* Dataset entries:
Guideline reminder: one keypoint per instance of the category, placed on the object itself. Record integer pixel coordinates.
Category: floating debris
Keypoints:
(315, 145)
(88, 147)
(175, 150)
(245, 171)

* Goal of the exercise:
Write out every entry exactly as it appears.

* Answer below:
Guideline reminder: one keypoint per instance of the category, placed on the object itself. Record integer pixel coordinates.
Category: floating debris
Keypoints:
(315, 145)
(88, 147)
(175, 150)
(245, 171)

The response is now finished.